_Quoted text_.
Parliamentary and legislative libraries usually have a very pragmatic approach to the documentary needs of elected representatives and their staffs. The collections built up over the past 200 years devoted considerable room to literary and scientific classics, alongside publications of governments and assemblies themselves, as well as national, regional and local newspapers. In many cases, legislative libraries, which appeared before so-called national libraries and often before public libraries, acquired and conserved documents in all possible disciplines and all fields of interest. However, thinking about the documentary needs of national or local elected representatives has been very limited, judging from the few publications on the subject in the past 50 years. This article suggests we need to rethink the role of libraries to serve the needs of legislators. 

The documentary needs of elected representatives are based on the duties that fall to them: legislation, monitoring of government action, liaison between citizens and government, facilitation of society as a whole. The necessary and desired documentation will differ with the member, type of activity he or she favours and the member’s area of intervention (economy, culture, social issues, public education and so on). In all cases, it will be taken for granted that the library or documentation centre will have and conserve as much data as possible, current and up to date, on the national situation: publications of the government, government departments and agencies, national and local newspapers, monographs on the country and its regions and so on. This kind of collection will be of use to all members, regardless of their chosen fields. Beyond that, the legislative specialist should have suitable collections, the comptroller as well, and so on. It would be interesting to see whether these assumptions can be verified and whether assemblies can use them to derive guidelines for the immediate future and the longer term. In the same line of thinking, an attempt could be made to determine whether the information needs of parliamentarians are different depending whether one views Parliament as a whole, committees, political groups and parties and, lastly, parliamentarians taken individually.

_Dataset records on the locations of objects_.
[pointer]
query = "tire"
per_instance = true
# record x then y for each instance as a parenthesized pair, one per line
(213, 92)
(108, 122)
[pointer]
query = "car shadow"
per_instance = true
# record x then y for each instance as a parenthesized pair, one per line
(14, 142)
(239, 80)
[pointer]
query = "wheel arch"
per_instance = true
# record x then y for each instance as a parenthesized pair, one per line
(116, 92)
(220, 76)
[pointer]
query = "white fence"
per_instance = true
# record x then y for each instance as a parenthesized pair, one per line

_Goal_. Rewrite the passage on legislative libraries from the words "Parliamentary and legislative" through "needs of legislators.", changing "elected representatives" to "lawmakers".

_Finished task_.
Parliamentary and legislative libraries usually have a very pragmatic approach to the documentary needs of lawmakers and their staffs. The collections built up over the past 200 years devoted considerable room to literary and scientific classics, alongside publications of governments and assemblies themselves, as well as national, regional and local newspapers. In many cases, legislative libraries, which appeared before so-called national libraries and often before public libraries, acquired and conserved documents in all possible disciplines and all fields of interest. However, thinking about the documentary needs of national or local lawmakers has been very limited, judging from the few publications on the subject in the past 50 years. This article suggests we need to rethink the role of libraries to serve the needs of legislators.